Exercise materials:
================================

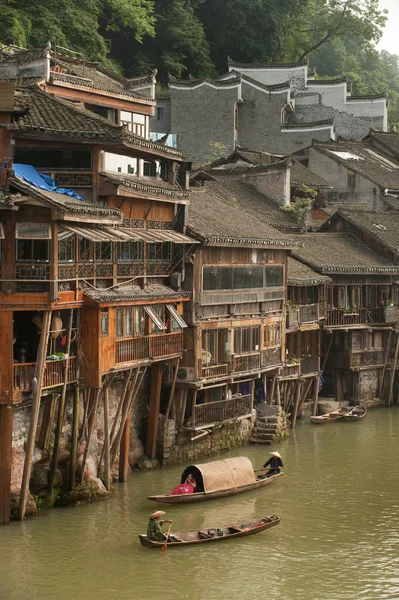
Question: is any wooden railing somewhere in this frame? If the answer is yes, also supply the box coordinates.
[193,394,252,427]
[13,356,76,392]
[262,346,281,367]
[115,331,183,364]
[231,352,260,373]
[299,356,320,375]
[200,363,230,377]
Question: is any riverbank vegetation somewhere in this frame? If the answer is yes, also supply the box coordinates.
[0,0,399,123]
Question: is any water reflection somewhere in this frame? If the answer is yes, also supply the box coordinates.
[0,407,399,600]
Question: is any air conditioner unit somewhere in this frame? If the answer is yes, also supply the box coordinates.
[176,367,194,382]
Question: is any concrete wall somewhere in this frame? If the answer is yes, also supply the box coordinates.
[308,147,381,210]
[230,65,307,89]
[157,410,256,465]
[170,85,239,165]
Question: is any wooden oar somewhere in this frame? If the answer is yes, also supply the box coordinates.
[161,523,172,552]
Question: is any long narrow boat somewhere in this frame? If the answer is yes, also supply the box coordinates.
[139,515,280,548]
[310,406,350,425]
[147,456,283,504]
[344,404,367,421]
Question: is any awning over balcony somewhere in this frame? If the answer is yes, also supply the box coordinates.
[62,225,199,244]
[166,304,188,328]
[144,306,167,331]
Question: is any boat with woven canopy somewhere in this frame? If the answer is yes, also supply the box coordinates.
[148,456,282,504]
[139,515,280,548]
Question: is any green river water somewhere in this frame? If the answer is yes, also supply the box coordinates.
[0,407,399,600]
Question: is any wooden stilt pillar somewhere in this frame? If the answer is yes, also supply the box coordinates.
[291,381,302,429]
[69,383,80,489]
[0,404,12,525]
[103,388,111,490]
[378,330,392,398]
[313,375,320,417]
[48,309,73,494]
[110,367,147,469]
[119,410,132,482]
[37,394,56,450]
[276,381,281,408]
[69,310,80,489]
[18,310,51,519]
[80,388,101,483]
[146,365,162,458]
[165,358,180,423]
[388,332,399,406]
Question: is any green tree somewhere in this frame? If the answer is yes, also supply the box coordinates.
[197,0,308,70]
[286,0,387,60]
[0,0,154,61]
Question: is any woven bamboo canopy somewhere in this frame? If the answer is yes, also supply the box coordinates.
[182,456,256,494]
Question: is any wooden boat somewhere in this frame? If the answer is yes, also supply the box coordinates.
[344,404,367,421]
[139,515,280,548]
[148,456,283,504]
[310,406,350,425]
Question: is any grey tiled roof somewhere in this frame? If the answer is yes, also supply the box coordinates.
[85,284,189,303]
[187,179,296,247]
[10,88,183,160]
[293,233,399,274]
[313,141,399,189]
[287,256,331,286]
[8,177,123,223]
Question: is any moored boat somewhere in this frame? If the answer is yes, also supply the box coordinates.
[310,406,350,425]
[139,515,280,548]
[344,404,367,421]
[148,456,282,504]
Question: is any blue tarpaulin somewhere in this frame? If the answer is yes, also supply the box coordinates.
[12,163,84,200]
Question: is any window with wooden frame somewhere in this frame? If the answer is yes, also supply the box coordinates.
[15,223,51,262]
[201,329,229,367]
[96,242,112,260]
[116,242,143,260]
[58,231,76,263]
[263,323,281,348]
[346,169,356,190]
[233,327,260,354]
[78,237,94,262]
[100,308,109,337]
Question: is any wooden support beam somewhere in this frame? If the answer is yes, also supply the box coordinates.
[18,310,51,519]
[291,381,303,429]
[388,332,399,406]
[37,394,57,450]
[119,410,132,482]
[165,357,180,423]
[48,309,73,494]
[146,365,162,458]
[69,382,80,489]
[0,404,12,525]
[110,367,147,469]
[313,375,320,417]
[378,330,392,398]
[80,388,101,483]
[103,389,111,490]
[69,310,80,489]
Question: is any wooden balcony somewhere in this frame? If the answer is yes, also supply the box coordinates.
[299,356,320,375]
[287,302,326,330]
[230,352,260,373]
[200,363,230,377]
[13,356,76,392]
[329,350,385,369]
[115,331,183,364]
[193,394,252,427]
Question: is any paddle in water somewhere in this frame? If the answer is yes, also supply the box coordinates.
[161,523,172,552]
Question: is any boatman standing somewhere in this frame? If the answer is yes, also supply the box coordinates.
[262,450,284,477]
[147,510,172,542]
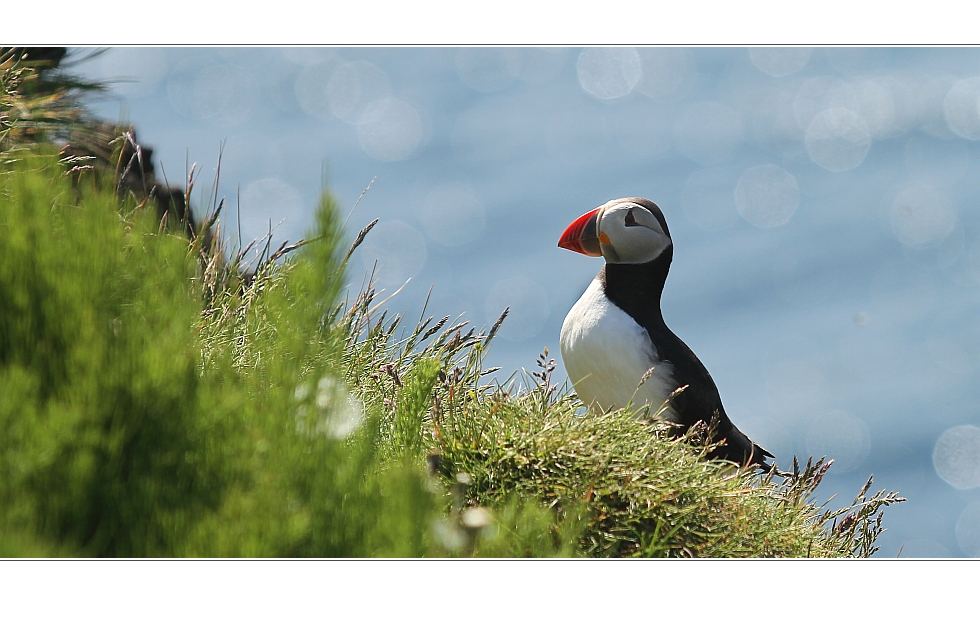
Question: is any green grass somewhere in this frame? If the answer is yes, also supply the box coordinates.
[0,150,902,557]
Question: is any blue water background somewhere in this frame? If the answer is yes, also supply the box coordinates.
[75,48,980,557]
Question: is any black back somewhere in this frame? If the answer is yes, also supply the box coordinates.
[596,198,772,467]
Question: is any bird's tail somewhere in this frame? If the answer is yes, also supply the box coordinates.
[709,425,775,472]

================================

Problem to solve: Write out everything from the start of the records above down to the line containing "[0,0,154,61]", both ends included, leaving out the pictures.

Task solution:
Question: is any wooden railing somewhere in this frame? If the answer is yes, also supply the box coordinates.
[193,394,252,427]
[13,356,76,392]
[262,346,281,367]
[115,331,183,364]
[231,352,260,373]
[299,356,320,375]
[200,363,230,377]
Question: is any riverbank vegetation somewhere in this frame? If the answer is yes, also supply the box coordinates.
[0,0,399,123]
Question: is any water reflection somewhere in this frame? If the answer is yes, also supply the box coordinates.
[0,407,399,600]
Question: is any air conditioner unit somewhere in this frame? If the answer is yes, also supply the box coordinates.
[176,367,194,382]
Question: is any concrete wall somewhere in this frame? If the answer is yes, also supply the box coordinates.
[308,147,381,210]
[230,65,307,89]
[157,410,256,465]
[170,85,239,165]
Question: is any wooden oar somewhere in this frame? If the answer is yes, also supply the box coordinates.
[161,523,172,552]
Question: is any long narrow boat somewhere in this frame? If the answer is yes, also supply the box coordinates.
[139,515,280,548]
[310,406,350,425]
[147,456,283,504]
[344,404,367,421]
Question: is any awning over balcony somewhere in this frame? If the answer is yes, also supply the box coordinates.
[62,225,199,244]
[166,304,188,328]
[144,306,167,331]
Question: is any boat with woven canopy somewhere in this frame? If the answer is yes, also supply the box coordinates.
[148,456,282,504]
[139,515,280,548]
Question: is any green river water somewhere in this frame? If the answer is yes, also supply the box coordinates.
[0,407,399,600]
Question: is any wooden stilt pillar somewhere in this frame? If the answer is yes, also supply the box coordinates.
[291,381,302,429]
[69,383,80,489]
[0,404,12,525]
[103,388,111,490]
[378,330,392,398]
[313,375,320,417]
[48,309,73,494]
[110,367,147,469]
[119,410,132,482]
[37,394,56,450]
[276,381,281,408]
[69,310,80,489]
[18,310,51,519]
[80,388,101,483]
[146,365,162,458]
[165,358,180,423]
[388,332,399,406]
Question: is any green tree somewhere in this frame? If the answer is yes, also supply the box coordinates.
[197,0,308,70]
[286,0,387,60]
[0,0,154,61]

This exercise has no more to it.